:: READING PASSAGE ::
<<<<
Laplace distribution

  • $p(x) = \frac{1}{2\gamma}exp(-\frac{-|x-\mu|}{\gamma})$
  • Places sharp peak at arbitrary point $\mu$ with spread of $\gamma$

Dirac Delta Distribution

  • $p(x) = \delta(x-\mu)$
  • Clusters all mass of the distribution function into a single point
  • Infinity high, infinity narrow peak
  • Exists to be integrated
  • Can be extended to an arbitrary number of points (empirical distribution):
    • $p(x) = \frac{1}{m}\Sigma_{i-1}^{m} \delta(x-x_{i})$

Mixtures of Distributions

  • Define a cluster of distributions. Define a probability distribution P(c) that selects which distribution is drawn from.
  • $P(x) = \Sigma_{i} P(c=i) P(x |c=i)$
  • c is a latent variable, or a random variable that can’t be observed directly
  • Common types of mixture models are the empirical distribution and Gaussian mixture models, where the cluster consists of Gaussians.

Common Functions

Logistic sigmoid $\sigma(x)$

  • $\sigma(x) = \frac{1}{1+exp(-x)}$
  • Defined on $\mathbb{R}$ and confined between 0 and 1
  • Saturates as $x \rightarrow \pm \infty$ (ie insensitive to changes in x)
>>>>
:: EXCERPTED DATA ::
<<<<
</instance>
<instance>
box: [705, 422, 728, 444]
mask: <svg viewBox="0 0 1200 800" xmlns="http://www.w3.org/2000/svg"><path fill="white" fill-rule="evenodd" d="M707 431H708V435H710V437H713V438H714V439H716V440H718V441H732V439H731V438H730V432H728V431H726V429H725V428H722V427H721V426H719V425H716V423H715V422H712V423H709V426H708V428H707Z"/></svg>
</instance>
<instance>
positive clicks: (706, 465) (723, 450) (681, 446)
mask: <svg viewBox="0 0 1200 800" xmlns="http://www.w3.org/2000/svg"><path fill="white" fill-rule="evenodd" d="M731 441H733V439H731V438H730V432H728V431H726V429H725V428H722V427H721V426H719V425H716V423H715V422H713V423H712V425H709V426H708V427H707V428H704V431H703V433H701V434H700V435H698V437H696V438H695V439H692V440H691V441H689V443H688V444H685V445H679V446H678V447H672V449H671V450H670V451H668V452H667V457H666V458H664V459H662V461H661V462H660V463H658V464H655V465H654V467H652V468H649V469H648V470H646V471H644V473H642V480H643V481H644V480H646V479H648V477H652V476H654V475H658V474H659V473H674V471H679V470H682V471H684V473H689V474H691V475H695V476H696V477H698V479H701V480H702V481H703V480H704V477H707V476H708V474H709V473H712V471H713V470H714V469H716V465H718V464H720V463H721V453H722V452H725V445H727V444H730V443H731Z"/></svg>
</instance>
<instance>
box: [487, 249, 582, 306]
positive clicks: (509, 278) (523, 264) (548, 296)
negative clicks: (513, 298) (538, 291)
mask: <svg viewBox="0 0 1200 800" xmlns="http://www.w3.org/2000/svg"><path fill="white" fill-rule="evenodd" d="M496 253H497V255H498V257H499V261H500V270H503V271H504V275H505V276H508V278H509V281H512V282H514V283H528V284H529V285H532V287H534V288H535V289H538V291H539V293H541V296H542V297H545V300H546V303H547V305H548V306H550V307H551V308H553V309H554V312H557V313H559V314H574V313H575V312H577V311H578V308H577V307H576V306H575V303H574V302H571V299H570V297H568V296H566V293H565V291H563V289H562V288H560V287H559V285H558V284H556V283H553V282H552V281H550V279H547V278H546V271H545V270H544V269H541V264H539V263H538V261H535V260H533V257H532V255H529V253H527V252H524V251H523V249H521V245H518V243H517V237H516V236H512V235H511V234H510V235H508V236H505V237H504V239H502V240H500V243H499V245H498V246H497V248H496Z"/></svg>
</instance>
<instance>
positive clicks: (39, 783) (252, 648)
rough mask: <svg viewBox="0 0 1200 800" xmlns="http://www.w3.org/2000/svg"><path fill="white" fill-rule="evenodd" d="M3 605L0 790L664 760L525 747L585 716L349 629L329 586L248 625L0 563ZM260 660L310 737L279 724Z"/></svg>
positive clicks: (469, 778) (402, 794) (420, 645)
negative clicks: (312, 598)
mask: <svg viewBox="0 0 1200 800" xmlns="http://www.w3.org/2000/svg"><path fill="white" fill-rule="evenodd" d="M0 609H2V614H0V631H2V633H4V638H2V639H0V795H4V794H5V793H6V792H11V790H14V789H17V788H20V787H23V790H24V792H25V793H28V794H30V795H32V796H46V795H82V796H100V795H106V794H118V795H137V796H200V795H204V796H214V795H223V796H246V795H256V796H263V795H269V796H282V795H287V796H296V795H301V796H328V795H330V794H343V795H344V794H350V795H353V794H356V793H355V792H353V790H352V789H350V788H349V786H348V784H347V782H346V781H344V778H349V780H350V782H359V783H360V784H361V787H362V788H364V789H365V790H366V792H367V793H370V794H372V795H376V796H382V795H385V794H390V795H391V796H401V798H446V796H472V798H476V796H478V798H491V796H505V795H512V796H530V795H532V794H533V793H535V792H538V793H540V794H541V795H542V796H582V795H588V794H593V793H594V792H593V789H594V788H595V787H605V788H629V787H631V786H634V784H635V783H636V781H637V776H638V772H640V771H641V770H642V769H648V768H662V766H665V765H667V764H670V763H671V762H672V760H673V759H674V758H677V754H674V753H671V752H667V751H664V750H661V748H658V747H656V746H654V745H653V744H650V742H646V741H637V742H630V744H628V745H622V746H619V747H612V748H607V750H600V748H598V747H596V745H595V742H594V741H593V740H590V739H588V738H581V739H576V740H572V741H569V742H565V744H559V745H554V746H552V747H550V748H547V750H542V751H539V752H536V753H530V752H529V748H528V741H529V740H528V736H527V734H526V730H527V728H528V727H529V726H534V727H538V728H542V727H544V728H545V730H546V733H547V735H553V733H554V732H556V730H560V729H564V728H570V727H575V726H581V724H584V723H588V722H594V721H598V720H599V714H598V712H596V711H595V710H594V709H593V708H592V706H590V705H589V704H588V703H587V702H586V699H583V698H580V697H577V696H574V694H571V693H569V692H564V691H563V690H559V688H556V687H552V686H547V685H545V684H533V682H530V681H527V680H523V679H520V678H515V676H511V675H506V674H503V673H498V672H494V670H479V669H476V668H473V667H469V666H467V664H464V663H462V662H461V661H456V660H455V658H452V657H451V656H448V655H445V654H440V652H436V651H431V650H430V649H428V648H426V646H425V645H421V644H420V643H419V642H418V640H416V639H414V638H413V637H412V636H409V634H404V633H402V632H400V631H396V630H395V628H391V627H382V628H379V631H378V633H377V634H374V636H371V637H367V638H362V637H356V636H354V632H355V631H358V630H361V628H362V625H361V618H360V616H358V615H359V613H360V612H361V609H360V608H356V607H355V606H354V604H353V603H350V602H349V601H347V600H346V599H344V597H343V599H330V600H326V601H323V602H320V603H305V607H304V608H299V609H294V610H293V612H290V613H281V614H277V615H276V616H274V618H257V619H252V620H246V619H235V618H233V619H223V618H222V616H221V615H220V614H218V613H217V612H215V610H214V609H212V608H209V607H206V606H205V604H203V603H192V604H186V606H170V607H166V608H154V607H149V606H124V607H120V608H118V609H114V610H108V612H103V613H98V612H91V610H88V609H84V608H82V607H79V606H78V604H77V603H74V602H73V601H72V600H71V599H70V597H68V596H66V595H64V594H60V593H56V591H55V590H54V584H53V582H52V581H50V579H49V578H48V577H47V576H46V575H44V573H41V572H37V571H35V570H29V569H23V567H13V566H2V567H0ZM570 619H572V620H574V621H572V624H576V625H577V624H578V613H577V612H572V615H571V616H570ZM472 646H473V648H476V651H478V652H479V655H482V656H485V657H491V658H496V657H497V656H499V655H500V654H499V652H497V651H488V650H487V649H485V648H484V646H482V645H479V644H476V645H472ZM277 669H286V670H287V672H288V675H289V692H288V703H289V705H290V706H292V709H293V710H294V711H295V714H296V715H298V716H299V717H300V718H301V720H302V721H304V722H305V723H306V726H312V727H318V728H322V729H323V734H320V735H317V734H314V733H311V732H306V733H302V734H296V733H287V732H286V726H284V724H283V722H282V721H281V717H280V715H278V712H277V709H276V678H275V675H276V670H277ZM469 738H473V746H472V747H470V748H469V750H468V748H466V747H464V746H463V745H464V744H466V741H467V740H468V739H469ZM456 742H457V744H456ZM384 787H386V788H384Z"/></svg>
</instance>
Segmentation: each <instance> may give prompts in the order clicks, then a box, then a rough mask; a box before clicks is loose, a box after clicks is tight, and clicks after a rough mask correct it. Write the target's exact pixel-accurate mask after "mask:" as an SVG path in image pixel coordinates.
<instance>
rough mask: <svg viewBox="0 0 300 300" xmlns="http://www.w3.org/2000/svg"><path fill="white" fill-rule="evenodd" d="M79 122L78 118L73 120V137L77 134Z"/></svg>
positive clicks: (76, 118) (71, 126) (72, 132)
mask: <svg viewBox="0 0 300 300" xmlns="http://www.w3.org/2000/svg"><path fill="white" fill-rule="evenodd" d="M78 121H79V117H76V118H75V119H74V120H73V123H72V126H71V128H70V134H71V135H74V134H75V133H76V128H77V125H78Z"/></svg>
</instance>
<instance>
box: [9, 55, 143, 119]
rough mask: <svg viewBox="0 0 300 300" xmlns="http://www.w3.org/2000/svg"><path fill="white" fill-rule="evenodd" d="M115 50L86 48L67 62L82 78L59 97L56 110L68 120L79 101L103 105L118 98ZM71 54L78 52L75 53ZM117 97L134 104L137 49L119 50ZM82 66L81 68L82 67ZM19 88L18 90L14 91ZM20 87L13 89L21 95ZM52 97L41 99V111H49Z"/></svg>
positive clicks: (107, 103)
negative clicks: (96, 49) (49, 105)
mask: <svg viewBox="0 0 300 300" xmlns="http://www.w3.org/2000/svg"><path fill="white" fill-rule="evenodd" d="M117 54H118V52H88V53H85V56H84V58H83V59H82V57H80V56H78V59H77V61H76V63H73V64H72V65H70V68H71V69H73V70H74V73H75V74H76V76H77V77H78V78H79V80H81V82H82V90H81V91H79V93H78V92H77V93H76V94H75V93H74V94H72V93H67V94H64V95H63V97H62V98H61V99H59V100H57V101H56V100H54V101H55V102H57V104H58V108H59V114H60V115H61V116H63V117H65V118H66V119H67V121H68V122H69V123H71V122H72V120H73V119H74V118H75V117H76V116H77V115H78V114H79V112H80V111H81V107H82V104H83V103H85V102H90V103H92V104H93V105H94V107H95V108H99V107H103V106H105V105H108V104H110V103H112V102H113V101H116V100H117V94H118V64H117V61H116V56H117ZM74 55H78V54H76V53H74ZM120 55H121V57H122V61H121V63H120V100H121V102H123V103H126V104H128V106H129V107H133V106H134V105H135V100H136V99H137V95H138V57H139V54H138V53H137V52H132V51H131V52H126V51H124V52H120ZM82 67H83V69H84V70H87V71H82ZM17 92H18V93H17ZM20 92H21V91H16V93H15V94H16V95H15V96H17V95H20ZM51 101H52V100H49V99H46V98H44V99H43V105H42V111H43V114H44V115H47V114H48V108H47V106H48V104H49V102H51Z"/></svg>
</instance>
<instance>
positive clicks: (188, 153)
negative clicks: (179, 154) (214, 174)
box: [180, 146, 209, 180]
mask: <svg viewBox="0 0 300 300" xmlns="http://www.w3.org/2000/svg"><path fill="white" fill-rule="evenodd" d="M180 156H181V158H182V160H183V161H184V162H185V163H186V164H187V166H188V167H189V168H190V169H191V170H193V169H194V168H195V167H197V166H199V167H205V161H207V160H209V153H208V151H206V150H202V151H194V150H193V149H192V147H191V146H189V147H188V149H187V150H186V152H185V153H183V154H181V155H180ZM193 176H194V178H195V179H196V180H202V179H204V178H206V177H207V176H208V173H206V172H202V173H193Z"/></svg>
>>>>
:: ASSIGNED TASK 1 ::
According to the probability notes, what kind of variable is c in a mixture of distributions?
:: ASSIGNED TASK 2 ::
Please retype the section of the probability notes starting at "Mixtures of Distributions" and ending at "consists of Gaussians.".

:: ANSWER AREA 1 ::
A latent variable, meaning a random variable that can't be observed directly.

:: ANSWER AREA 2 ::
Mixtures of Distributions

  • Define a cluster of distributions. Define a probability distribution P(c) that selects which distribution is drawn from.
  • $P(x) = \Sigma_{i} P(c=i) P(x |c=i)$
  • c is a latent variable, or a random variable that can’t be observed directly
  • Common types of mixture models are the empirical distribution and Gaussian mixture models, where the cluster consists of Gaussians.